**Text excerpt**
For the argument parser, all we need at the moment is a memory comparing function like memcmp so that we can compare two strings. I'll let you know if the parser needs anything else.

@ascensionra
Copy link
Collaborator

Would memcmp and strcmp be helpful? I'll get those added in ASAP.

@ascensionra
Copy link
Collaborator

memcmp and strmp added. Config.mk and makefile updated, Make run works. Added COPYRIGHT, since I used and made minor changes to the musl-libc.

@null-sysadmin
Copy link
Collaborator

Hey, no worries. For the ELF parser, we mainly need read and print functionality.

@rellermeyer
Copy link
Owner Author

Read as the IO call? I don't think we will have this any time soon, it requires an IO subsystem.
I would think that in the first phase you can consider the program binary to be mapped into memory and you will get a pointer to the start.

@SheldonSandbekkhaug
Copy link
Collaborator

Thanks for adding those two functions. Do you think you could push your changes so I can use them?

@ascensionra
Copy link
Collaborator

Ok, I merged the header and source for libc to master. Please make sure to read the comments in the files. To avoid conflict with existing functions, I prepended the functions with os_, so to call strcmp, you'd use os_strcmp

@SheldonSandbekkhaug
Copy link
Collaborator

I've been thinking that a function to split a string (like strtok) may be useful. Is that something that should be in our libc?

**Information supplied**

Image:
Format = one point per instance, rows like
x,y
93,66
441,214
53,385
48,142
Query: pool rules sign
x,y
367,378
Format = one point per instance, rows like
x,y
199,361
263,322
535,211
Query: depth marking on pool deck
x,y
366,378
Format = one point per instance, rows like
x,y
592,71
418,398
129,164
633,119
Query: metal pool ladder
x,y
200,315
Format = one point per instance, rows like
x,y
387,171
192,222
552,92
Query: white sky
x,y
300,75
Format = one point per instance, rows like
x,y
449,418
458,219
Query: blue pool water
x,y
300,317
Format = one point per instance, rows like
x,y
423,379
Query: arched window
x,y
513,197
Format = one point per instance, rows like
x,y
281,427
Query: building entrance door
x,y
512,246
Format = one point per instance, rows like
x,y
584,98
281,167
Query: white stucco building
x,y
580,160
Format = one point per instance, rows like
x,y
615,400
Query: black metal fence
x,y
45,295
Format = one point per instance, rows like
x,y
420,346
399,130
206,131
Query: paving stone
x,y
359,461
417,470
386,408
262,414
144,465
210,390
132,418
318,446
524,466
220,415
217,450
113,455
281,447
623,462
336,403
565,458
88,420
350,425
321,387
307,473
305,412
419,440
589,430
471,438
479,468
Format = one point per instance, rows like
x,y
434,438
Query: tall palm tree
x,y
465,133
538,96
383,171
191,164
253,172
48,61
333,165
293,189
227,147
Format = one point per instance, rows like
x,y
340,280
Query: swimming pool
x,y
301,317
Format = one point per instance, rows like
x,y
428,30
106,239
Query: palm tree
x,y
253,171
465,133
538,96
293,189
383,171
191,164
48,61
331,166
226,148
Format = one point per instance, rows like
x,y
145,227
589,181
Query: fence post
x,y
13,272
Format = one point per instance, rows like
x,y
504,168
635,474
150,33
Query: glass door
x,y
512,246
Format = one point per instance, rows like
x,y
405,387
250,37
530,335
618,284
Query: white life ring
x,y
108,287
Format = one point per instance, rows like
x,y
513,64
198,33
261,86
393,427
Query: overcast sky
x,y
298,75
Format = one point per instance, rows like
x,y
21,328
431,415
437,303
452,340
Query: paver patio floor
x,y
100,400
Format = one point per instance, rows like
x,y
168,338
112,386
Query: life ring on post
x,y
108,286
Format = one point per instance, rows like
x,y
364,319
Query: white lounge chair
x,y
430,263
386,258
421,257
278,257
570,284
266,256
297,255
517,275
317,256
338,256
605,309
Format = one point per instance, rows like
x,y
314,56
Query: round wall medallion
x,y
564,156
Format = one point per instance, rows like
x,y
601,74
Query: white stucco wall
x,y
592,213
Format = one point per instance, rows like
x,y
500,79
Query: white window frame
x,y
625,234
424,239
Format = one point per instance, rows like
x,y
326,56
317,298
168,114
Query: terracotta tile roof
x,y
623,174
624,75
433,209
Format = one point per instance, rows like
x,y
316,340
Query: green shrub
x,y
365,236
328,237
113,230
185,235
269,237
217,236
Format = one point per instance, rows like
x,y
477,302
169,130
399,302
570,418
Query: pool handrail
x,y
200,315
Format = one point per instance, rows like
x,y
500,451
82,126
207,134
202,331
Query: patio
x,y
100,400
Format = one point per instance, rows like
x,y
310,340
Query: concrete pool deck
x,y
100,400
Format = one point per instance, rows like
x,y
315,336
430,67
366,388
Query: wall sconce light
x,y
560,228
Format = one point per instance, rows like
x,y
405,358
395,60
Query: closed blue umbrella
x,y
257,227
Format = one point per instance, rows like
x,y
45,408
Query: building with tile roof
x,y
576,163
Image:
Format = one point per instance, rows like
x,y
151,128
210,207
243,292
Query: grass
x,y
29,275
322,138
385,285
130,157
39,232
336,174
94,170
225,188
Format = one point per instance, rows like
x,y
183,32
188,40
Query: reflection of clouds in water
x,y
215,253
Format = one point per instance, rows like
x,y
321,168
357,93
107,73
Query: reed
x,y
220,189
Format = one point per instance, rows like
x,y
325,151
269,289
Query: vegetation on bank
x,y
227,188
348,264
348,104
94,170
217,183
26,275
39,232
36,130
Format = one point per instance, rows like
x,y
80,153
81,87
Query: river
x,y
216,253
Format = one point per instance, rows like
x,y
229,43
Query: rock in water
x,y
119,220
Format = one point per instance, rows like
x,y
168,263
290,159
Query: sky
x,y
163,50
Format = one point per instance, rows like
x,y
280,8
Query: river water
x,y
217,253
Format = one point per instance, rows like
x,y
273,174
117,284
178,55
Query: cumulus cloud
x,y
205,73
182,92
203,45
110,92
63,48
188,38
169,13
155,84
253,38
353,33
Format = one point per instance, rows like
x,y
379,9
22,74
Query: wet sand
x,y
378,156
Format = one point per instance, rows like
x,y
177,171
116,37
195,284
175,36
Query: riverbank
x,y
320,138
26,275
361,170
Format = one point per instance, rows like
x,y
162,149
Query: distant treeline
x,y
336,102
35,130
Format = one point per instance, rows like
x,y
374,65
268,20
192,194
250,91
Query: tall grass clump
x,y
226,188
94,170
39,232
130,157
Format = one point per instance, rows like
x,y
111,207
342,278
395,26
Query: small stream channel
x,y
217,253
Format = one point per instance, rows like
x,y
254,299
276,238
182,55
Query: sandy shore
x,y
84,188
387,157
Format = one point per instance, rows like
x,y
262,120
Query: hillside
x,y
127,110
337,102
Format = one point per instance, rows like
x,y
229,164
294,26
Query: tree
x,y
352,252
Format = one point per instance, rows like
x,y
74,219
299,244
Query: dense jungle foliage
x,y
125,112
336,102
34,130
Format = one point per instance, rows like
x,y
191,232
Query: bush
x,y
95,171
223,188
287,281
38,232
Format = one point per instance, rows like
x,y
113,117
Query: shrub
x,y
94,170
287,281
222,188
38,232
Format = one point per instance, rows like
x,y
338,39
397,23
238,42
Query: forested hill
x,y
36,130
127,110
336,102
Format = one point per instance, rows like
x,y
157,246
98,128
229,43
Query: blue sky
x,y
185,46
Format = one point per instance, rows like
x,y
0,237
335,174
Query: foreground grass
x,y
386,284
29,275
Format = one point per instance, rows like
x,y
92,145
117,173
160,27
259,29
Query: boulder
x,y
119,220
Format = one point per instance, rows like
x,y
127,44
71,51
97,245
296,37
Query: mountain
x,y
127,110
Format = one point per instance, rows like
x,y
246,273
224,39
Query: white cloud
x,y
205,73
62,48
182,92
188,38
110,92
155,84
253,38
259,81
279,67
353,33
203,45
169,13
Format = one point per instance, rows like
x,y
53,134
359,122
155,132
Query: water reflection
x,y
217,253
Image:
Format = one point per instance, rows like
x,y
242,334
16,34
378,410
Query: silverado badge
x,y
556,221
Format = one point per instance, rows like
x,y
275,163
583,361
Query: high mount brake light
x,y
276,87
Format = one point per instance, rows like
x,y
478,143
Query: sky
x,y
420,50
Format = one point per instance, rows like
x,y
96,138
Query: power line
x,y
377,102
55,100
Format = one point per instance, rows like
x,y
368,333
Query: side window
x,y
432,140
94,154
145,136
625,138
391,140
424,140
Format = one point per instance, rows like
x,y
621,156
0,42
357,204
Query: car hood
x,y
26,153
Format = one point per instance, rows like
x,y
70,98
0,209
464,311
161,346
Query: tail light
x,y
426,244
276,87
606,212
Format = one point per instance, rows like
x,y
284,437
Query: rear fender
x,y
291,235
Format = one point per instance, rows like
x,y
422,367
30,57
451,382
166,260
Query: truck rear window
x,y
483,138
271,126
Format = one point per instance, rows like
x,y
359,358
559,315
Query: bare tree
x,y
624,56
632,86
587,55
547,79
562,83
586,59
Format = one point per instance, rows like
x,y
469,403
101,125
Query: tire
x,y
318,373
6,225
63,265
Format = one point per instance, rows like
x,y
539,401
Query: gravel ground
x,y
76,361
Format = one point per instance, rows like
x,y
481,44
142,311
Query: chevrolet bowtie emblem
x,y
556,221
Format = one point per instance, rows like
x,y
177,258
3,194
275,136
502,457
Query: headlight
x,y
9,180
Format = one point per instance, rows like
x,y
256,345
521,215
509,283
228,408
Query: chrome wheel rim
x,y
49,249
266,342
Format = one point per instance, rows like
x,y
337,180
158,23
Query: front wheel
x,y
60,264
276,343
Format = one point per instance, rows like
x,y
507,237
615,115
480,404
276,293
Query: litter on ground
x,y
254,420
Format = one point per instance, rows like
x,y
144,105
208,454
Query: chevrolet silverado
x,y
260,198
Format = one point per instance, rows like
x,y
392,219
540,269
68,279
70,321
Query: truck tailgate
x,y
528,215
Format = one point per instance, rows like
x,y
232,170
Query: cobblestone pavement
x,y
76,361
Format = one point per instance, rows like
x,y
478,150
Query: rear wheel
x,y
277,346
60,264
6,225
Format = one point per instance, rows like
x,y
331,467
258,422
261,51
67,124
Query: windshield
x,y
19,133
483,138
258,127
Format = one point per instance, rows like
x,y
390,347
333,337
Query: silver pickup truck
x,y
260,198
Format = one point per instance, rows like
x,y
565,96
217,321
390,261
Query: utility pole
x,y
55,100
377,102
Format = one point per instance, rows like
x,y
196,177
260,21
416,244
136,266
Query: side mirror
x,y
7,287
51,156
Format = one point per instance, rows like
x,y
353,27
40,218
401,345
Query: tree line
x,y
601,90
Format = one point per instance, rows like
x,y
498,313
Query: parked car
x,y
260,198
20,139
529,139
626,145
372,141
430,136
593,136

**Problems and tasks**
1. Answer these about the libc discussion thread:
(a) What prefix was added to the function names, and for what purpose?
(b) What does the owner say a read IO call would require?
(c) Why was a COPYRIGHT file added?
2. Continue the libc discussion thread from its last post.
The material above is separate from the libc discussion thread.

**Responses per task**
1.
(a) The prefix os_ was added so the functions would not conflict with existing functions.
(b) It would require an IO subsystem.
(c) It was added because the musl-libc was used with minor changes.

2.
@rellermeyer
Copy link
Owner Author

If you have a use for it, you should add it or ask the klibc maintainers to add it.

@SheldonSandbekkhaug
Copy link
Collaborator

Would it be alright with you guys (the people working on libc) if I went ahead and added strtok or something like it from MUSL?

@ascensionra
Copy link
Collaborator

I'll add strtok. Anything else you would like to request while I'm at it?

@SheldonSandbekkhaug
Copy link
Collaborator

I think memcpy (or a function that copies a region of memory from one location to another) could be useful.

@SheldonSandbekkhaug
Copy link
Collaborator

^That was an accident, sorry.

@ascensionra
Copy link
Collaborator

I'll try to get this done today (along with strtok if it's not there already).

@SheldonSandbekkhaug
Copy link
Collaborator

Are you guys still working on klibc? I wouldn't mind adding strtok from MUSL myself if that's alright with you guys.

@SheldonSandbekkhaug
Copy link
Collaborator

I've added a couple of functions from MUSL to klibc. However, I think strtok is not working properly, so I'm going try to figure out what the problem is.

@ascensionra
Copy link
Collaborator

Hey Sheldon, thanks for picking up the slack on this. I'm still dealing with a lot of family stuff, so it is much appreciated.

Is there anything that is critical right now that I can resume working on?

@SheldonSandbekkhaug
Copy link
Collaborator

ascensionra, no problem! I just want to get things done, you know? :)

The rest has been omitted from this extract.